Stored dataset items
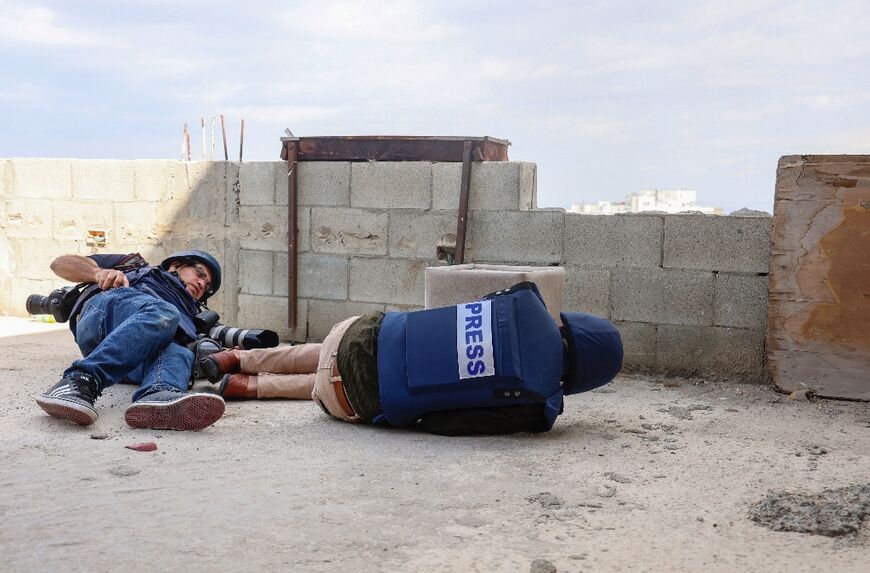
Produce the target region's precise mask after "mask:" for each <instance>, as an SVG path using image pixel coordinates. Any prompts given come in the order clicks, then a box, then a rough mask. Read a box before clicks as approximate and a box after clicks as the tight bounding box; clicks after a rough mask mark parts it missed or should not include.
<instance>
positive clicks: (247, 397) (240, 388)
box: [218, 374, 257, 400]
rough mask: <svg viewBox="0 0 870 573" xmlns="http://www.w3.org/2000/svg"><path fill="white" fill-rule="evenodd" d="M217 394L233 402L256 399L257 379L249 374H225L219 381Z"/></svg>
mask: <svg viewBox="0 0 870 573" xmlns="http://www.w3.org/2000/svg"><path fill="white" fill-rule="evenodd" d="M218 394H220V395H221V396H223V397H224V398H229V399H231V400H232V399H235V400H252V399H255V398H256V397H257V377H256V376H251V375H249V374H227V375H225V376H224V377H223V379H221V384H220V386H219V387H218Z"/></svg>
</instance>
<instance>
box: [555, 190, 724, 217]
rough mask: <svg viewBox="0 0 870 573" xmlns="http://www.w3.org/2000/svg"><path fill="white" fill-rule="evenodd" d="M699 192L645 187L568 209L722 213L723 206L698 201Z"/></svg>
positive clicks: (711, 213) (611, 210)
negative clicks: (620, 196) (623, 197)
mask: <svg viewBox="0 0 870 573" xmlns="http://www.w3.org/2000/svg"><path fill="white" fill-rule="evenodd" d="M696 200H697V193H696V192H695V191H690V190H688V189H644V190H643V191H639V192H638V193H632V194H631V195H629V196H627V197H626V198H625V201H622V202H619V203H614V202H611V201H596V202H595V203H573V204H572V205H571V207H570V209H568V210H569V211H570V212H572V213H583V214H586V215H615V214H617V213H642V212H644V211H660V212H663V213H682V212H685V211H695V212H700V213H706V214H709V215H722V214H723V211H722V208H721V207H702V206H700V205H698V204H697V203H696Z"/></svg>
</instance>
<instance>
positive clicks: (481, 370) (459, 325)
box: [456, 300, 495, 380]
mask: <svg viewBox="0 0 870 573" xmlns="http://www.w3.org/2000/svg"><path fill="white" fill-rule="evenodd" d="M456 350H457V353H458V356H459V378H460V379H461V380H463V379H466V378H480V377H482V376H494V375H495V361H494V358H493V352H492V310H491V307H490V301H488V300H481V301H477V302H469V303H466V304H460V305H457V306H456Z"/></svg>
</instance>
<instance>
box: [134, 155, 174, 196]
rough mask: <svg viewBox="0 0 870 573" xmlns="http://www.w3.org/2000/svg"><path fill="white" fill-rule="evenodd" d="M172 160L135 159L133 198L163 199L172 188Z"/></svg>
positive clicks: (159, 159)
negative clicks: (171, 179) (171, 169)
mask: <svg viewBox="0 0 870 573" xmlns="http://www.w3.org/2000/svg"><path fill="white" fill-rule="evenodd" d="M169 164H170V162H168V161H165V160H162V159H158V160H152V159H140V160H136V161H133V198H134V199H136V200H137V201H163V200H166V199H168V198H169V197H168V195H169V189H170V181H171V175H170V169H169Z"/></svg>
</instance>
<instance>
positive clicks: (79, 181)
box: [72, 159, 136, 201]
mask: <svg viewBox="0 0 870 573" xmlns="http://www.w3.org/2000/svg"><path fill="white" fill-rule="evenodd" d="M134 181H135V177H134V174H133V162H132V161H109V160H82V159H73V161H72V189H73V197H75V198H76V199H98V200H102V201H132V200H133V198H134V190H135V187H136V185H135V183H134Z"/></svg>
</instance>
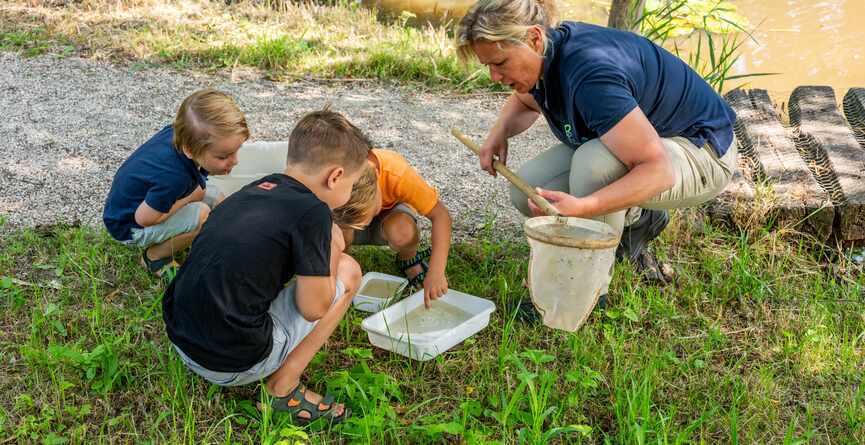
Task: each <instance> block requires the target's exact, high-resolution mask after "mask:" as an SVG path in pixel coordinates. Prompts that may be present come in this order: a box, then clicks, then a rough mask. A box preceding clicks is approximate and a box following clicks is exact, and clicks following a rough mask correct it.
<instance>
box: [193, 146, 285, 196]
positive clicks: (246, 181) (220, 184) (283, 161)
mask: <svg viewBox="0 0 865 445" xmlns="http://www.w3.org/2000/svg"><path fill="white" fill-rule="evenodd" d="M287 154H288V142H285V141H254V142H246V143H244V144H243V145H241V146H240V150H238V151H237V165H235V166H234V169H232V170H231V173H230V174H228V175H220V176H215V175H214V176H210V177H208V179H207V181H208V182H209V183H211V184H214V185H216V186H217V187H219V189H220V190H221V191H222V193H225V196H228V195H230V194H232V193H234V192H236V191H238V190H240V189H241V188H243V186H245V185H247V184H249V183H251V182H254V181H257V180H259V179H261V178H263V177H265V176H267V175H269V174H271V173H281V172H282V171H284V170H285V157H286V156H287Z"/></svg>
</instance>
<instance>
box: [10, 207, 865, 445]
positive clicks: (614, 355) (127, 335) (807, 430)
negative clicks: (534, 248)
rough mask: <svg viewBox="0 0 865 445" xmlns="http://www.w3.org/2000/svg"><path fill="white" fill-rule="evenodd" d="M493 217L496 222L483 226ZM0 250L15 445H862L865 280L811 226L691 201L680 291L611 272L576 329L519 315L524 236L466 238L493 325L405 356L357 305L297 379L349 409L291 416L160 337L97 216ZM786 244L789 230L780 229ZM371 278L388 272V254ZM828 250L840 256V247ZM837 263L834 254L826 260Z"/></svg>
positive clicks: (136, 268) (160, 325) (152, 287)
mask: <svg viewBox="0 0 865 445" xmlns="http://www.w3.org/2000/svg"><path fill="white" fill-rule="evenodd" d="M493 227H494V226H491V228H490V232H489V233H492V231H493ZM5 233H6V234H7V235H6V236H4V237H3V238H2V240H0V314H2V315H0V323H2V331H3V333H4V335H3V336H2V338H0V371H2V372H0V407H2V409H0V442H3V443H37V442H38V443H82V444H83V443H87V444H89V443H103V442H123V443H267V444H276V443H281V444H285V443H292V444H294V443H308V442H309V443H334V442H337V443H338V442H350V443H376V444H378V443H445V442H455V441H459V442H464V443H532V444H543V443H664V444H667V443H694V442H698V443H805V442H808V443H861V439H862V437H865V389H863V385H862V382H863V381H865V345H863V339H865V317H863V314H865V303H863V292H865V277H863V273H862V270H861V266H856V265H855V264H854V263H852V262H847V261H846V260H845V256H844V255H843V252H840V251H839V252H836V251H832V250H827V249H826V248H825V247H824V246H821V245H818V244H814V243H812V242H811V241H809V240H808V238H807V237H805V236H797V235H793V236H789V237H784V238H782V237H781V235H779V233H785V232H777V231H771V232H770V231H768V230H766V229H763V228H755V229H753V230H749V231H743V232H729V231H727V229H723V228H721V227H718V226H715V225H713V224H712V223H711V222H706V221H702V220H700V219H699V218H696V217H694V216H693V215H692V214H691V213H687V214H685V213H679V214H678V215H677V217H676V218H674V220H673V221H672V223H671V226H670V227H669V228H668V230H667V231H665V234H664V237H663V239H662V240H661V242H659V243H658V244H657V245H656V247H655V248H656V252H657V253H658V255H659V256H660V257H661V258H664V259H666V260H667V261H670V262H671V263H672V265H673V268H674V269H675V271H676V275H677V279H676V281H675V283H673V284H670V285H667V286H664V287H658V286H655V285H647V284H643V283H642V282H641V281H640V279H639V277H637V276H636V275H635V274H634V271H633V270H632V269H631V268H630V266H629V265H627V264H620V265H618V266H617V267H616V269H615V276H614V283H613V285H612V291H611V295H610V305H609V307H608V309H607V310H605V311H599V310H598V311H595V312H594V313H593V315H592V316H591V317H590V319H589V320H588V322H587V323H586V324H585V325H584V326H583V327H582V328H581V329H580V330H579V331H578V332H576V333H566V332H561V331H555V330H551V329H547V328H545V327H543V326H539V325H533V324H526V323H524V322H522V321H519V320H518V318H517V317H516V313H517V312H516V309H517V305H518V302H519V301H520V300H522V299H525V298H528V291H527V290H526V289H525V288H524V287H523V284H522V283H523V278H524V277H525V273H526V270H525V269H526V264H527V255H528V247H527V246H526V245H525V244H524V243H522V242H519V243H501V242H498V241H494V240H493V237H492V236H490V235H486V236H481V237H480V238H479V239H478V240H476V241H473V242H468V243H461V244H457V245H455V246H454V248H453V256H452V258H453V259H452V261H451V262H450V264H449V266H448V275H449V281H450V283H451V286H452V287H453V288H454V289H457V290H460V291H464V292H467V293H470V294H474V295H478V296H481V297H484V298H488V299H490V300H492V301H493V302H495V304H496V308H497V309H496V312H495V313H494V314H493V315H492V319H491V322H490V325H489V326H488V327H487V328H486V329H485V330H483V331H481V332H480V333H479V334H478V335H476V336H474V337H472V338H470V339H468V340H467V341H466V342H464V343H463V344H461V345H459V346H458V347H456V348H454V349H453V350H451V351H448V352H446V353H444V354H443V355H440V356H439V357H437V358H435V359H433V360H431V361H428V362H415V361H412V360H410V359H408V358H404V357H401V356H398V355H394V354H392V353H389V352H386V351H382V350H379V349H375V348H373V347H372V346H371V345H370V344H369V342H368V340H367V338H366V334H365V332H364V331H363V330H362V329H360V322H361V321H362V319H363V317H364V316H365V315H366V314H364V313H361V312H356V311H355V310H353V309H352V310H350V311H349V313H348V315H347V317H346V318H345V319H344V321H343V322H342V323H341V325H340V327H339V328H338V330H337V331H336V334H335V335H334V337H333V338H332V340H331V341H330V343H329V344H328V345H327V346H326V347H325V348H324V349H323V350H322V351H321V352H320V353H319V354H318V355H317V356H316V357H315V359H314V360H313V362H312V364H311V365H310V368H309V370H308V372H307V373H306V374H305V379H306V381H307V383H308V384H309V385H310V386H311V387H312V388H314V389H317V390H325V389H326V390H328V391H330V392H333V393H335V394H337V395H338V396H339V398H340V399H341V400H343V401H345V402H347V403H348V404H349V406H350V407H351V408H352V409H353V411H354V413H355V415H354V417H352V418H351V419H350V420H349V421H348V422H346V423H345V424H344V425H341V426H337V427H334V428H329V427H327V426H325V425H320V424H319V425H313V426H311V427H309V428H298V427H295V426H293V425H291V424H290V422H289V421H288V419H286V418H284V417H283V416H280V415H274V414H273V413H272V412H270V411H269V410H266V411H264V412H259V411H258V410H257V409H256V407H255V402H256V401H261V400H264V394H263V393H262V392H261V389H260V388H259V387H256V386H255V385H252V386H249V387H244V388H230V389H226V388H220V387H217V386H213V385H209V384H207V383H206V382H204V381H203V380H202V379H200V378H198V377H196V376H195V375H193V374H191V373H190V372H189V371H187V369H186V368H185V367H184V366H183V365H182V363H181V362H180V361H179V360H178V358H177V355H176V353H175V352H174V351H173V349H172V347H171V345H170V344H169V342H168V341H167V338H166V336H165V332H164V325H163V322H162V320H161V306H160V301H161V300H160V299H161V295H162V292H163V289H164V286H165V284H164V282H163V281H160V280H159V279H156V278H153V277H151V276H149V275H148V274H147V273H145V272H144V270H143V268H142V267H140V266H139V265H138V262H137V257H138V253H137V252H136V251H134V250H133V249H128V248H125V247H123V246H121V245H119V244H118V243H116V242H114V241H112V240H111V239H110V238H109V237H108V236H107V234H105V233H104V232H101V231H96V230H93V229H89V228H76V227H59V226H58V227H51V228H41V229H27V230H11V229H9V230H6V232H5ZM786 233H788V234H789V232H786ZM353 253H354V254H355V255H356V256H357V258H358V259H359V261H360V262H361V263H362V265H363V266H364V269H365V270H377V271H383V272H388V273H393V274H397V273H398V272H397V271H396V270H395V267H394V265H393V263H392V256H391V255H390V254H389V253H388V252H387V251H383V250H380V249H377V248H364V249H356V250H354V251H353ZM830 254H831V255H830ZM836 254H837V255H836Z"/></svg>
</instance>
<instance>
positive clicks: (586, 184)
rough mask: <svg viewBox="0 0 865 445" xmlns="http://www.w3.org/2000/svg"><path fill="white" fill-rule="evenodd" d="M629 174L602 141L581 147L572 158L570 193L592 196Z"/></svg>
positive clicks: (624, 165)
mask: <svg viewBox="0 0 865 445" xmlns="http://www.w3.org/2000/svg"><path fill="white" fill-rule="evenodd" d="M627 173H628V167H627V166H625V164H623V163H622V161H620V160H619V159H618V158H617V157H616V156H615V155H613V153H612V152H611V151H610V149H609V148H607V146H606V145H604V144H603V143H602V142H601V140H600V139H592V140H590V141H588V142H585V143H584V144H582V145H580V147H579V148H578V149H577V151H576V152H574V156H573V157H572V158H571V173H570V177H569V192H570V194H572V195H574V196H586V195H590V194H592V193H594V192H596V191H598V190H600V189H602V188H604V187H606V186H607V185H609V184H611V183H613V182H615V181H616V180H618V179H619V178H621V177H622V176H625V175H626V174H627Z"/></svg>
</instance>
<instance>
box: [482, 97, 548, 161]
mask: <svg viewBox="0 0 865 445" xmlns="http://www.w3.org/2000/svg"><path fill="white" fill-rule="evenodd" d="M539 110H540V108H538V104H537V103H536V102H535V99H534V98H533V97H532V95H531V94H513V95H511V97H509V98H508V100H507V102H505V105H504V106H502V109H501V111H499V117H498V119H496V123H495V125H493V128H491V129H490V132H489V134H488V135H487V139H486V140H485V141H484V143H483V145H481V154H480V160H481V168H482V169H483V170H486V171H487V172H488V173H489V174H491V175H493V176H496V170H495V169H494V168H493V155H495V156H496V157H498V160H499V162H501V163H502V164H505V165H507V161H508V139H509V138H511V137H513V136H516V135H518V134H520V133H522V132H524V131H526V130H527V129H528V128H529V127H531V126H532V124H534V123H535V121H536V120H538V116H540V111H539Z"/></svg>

> _WHAT YOU ARE ASKED TO DO_:
Report every line of the data above that contains the string "come", treating uppercase and lowercase as different.

> _SOLUTION TO THIS PROBLEM_:
Produce the target region's precise mask after "mask:" for each <instance>, as an SVG path using image pixel coordinates. Any prompts given come in the order clicks, then a box, then a rough mask. Read a box before clicks as approximate and a box after clicks as the tight bounding box; clicks after a rough mask mark parts it missed or should not include.
Task: each <instance> block requires the target's exact, high-resolution mask after "mask:" as an SVG path in pixel coordinates. Prompts that may be present come in this order: a box, then clicks, then a rough mask. A box preceding clicks is approximate and a box following clicks is exact, and clicks following a rough mask correct it.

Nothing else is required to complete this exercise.